DIRECTIONS FOR THIS TASK:
Could you rewrite all the records below as a numbered list, skipping blank lines and leaving the pictures out?

(Point labeling dataset excerpts)
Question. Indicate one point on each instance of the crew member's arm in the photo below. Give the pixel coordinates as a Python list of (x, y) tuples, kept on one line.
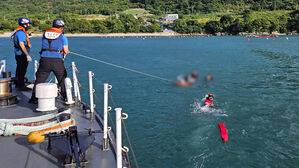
[(65, 45), (22, 45), (66, 49)]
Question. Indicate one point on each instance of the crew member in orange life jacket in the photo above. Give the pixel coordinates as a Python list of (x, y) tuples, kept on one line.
[(22, 48), (209, 100), (54, 49)]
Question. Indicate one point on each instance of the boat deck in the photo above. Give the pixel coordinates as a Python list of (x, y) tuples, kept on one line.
[(16, 152)]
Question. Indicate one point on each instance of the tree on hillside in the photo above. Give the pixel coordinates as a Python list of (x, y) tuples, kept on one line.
[(213, 27)]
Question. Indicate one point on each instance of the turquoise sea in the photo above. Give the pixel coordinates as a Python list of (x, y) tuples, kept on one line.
[(256, 88)]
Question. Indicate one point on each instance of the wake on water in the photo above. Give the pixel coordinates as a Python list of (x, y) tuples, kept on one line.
[(198, 107)]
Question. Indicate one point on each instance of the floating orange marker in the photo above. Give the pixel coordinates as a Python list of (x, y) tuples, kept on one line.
[(223, 131)]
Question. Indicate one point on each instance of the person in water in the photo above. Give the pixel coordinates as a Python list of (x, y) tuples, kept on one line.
[(208, 78), (209, 100)]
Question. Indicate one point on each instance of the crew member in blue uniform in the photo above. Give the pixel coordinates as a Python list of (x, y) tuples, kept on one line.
[(22, 49), (54, 49)]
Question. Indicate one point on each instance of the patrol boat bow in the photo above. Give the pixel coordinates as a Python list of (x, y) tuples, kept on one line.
[(76, 136)]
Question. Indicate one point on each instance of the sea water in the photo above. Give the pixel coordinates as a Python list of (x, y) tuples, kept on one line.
[(255, 87)]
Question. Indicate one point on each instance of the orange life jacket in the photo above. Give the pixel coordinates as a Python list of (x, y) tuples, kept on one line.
[(27, 37)]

EXERCISE OUTPUT:
1. Question. Indicate one point on each instance of the crew member's arm in the photo below. Give the pixel coordinates as a Python list of (x, y) tuples, kept on one line.
2. [(65, 45), (22, 45), (66, 49)]
3. Question. Indicate one point on each instance of the crew member in orange life jacket in the photo above. Give the pixel coordinates as a Python list of (x, y) tuples, kept on one line.
4. [(22, 48), (209, 100), (54, 49)]
5. Question. Indicate one point on each instance of the boat deck in the photo above. Give the pixel coordinates as a Python list of (x, y) tuples, kept on one line.
6. [(16, 152)]
7. Question. Indicate one point on each instance of the tree on hillside in the photo above. Give the pixel coordinates as a Python list of (x, y) tuples, kept on one line.
8. [(213, 27)]
9. Question. Indicate one point on each instance of the turquoise sea in the photo above. Give the pixel coordinates as a Python list of (x, y) tuples, kept on one line.
10. [(256, 88)]
11. Question. Indicate one point on each instance of the wake on water in the photo above. Give the pixel coordinates as a Python list of (x, y) tuples, kept on one line.
12. [(198, 107)]
13. Question. Indicate one point on each instance of the floating orange marker in the photo above. Give the pixel coordinates as a Python list of (x, y) tuples, kept on one line.
14. [(223, 131)]
15. Question. Indicate one point on each instance of the person in water in the photo above. Give the pixel coordinates as a Python list of (x, y) tuples, kept on one line.
16. [(208, 78), (209, 100)]
17. Question. Indicate one point on each instance of the crew member in blue uniform in the photo above. Give the pixel coordinates as a Python list of (x, y) tuples, kept on one line.
18. [(22, 49), (54, 49)]
19. Question. Indicate one point on each instance of the patrol boat bow in the photo above. Give the pixel coordinates as a Python list of (x, y) tuples, kept on one line.
20. [(76, 136)]
21. Question. Indicate one point on each instance of the sea water in the photo above. Give the pixel coordinates as a Python list of (x, y) tuples, kept on one line.
22. [(255, 87)]
23. Question. Indicate one point on each instance of the orange life jacket in the photo above. Give the pixel coordinates as a Python list of (x, y) tuples, kept on one line.
24. [(27, 37)]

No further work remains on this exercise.